■ Short problem 1 ■
Set down everything in the Larrabee article below from "Even if we may" down to "inside the chip.", keeping the wording unchanged.

■ Passage provided ■
- - - -

Intel Larrabee is at least a year from launch and it will most likely take another couple of months for Intel to tailor the last few threads for the retail market. As you may have heard, over and over again, Larrabee is Intel’s way of computing 3D graphics, but calling it a GPU, graphics processing unit, isn’t really telling the truth since it’s more of a CPU and GPU hybrid than anything else. It goes back to the ancient Pentium architecture and will simply use a different number of cores depending on the performance segment.
Even if we may have to wait until late next year, or even early 2010, before we actually see Larrabee in action, Intel has decided to release some additional information about its grand project which, if it succeeds, may very well change the way we look at computers. Intel claims that Larrabee may become, later on, the only processor a PC needs since it can do both regular CPU and GPU work, all within the same circuit.
A lot is hanging on which manufacturing processor Intel will have ready for the Larrabee launch since this will not only produce higher frequencies but also affect how many of the Pentium-related cores Intel can fit inside the chip.
To make sure that everything works as it should, Intel needs to do some magic with its software, the very foundation of making it work and reaching its full potential. It is a quite enticing thinking of a software-based rendering handled by a CPU/GPU circuit like Larrabee. Just think how you would download a new driver to add support for a new version of DirectX instead of buying new hardware, which ATI and NVIDIA requires you to do today. The only thing stopping you is the performance of the chip, not the technology per se.

- - - -

Items drawn from a data source:
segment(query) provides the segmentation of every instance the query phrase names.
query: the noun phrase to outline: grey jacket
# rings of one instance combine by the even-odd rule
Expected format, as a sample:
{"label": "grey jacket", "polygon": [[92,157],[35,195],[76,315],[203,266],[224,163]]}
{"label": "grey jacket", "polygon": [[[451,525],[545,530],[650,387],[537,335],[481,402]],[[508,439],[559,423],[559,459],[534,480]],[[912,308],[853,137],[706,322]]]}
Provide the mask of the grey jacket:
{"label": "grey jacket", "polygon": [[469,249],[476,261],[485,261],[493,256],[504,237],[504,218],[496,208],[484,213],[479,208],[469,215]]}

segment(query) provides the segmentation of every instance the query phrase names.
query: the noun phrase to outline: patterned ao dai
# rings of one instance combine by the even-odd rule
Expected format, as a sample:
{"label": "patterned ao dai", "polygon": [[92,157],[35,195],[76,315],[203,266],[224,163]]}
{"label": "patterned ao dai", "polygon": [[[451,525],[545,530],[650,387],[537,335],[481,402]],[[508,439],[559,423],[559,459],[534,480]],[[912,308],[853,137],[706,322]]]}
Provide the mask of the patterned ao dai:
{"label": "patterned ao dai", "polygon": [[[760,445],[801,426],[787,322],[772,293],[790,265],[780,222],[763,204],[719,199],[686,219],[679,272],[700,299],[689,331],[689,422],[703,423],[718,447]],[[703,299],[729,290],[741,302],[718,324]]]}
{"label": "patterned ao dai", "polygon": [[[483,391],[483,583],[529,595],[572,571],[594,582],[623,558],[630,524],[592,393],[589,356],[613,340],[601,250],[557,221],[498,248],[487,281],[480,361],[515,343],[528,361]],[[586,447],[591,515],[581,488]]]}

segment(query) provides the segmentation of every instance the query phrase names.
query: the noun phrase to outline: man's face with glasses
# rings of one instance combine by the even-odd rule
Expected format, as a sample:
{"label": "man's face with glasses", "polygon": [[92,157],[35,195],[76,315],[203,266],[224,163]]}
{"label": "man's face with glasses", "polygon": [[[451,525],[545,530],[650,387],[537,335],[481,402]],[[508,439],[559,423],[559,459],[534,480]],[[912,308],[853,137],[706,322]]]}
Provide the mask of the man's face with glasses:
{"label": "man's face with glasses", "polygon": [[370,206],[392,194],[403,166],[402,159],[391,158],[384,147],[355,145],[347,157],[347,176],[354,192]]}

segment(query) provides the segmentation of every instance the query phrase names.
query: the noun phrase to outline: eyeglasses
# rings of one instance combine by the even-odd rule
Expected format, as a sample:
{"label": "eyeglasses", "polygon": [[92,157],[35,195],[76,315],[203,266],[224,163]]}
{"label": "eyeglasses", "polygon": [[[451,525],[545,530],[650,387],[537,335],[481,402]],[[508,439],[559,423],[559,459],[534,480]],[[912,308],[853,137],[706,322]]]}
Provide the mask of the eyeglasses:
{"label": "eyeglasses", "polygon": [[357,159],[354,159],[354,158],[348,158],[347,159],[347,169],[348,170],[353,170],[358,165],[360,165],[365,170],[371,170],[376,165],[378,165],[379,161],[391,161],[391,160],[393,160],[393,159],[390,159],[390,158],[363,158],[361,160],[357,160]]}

- - - -

■ Short problem 2 ■
Select each row above that contains the string "mask", and copy those rows unchanged.

■ Complete answer 1 ■
Even if we may have to wait until late next year, or even early 2010, before we actually see Larrabee in action, Intel has decided to release some additional information about its grand project which, if it succeeds, may very well change the way we look at computers. Intel claims that Larrabee may become, later on, the only processor a PC needs since it can do both regular CPU and GPU work, all within the same circuit.
A lot is hanging on which manufacturing processor Intel will have ready for the Larrabee launch since this will not only produce higher frequencies but also affect how many of the Pentium-related cores Intel can fit inside the chip.

■ Complete answer 2 ■
Provide the mask of the grey jacket:
Provide the mask of the patterned ao dai:
Provide the mask of the man's face with glasses:
Provide the mask of the eyeglasses:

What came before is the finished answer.